▸ WRITTEN INSTRUCTION:
Recast the entries from the line containing "Indicate one point per instance of the person wearing" through the last line as a JSON list of strings, one string per line, with blank lines left out.

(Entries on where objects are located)
○ ○ ○ ○ ○

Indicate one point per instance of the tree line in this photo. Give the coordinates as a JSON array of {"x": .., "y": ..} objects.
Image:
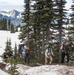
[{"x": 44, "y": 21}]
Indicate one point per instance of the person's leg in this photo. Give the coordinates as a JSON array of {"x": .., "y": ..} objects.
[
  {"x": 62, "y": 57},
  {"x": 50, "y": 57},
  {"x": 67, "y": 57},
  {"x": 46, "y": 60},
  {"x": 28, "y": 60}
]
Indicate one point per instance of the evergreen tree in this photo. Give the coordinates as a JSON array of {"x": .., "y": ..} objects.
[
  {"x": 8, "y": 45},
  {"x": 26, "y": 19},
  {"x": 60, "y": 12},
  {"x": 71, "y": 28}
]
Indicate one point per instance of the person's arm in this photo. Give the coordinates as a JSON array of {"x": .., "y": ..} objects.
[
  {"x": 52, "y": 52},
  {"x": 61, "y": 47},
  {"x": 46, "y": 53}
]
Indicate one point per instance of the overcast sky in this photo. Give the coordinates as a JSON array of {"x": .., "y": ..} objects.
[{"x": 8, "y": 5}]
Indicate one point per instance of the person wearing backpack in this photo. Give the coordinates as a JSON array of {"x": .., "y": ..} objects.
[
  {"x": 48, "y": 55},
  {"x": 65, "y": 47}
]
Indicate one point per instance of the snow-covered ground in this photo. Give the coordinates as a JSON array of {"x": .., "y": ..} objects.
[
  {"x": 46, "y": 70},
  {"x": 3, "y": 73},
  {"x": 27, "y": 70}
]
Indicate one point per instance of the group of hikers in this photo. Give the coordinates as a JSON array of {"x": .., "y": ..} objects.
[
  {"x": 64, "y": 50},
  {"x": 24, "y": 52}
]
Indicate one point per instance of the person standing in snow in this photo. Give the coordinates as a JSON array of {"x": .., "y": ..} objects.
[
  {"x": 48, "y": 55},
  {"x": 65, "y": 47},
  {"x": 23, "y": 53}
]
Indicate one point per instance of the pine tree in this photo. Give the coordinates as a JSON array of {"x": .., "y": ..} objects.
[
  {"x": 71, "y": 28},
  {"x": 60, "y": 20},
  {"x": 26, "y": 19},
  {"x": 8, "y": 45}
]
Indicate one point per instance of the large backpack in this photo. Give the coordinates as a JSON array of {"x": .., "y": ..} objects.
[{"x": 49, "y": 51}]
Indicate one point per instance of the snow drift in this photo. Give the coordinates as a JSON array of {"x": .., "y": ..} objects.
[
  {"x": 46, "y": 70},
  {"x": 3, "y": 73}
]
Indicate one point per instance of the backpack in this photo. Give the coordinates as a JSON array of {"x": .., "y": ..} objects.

○ ○ ○ ○ ○

▸ FULL ANSWER:
[
  "Indicate one point per instance of the person wearing backpack in this photo. Give the coordinates as a JSON array of {\"x\": .., \"y\": ..} objects.",
  "[",
  "  {\"x\": 48, \"y\": 55},",
  "  {\"x\": 65, \"y\": 47}",
  "]",
  "Indicate one point per instance of the snow-covered ground in this photo. Give the coordinates as a JSON array of {\"x\": .., \"y\": ..} objects.",
  "[",
  "  {\"x\": 46, \"y\": 70},",
  "  {\"x\": 3, \"y\": 73},",
  "  {\"x\": 27, \"y\": 70}",
  "]",
  "Indicate one point per instance of the group of hikers in this photo. Give the coordinates as a JSON array of {\"x\": .., \"y\": ..} objects.",
  "[",
  "  {\"x\": 64, \"y\": 50},",
  "  {\"x\": 24, \"y\": 52}",
  "]",
  "Indicate one point per instance of the person standing in snow in this photo. Give the coordinates as a JSON array of {\"x\": .., \"y\": ..} objects.",
  "[",
  "  {\"x\": 48, \"y\": 55},",
  "  {\"x\": 65, \"y\": 47},",
  "  {\"x\": 23, \"y\": 53}",
  "]",
  "Indicate one point per instance of the pine tree in this photo. Give the coordinates as a JSON array of {\"x\": .., \"y\": ..} objects.",
  "[",
  "  {\"x\": 71, \"y\": 28},",
  "  {\"x\": 60, \"y\": 20},",
  "  {\"x\": 26, \"y\": 19},",
  "  {\"x\": 8, \"y\": 45}",
  "]",
  "Indicate one point per instance of the large backpack in this photo. Give the coordinates as a JSON array of {\"x\": .., \"y\": ..} objects.",
  "[{\"x\": 49, \"y\": 51}]",
  "Indicate one point per instance of the snow drift in this photo. Give the coordinates as a JSON array of {\"x\": .., \"y\": ..} objects.",
  "[",
  "  {\"x\": 46, \"y\": 70},",
  "  {\"x\": 3, \"y\": 73}",
  "]",
  "Indicate one point per instance of the backpack in this photo. Give the coordinates as a JSON array of {\"x\": .., \"y\": ..} objects."
]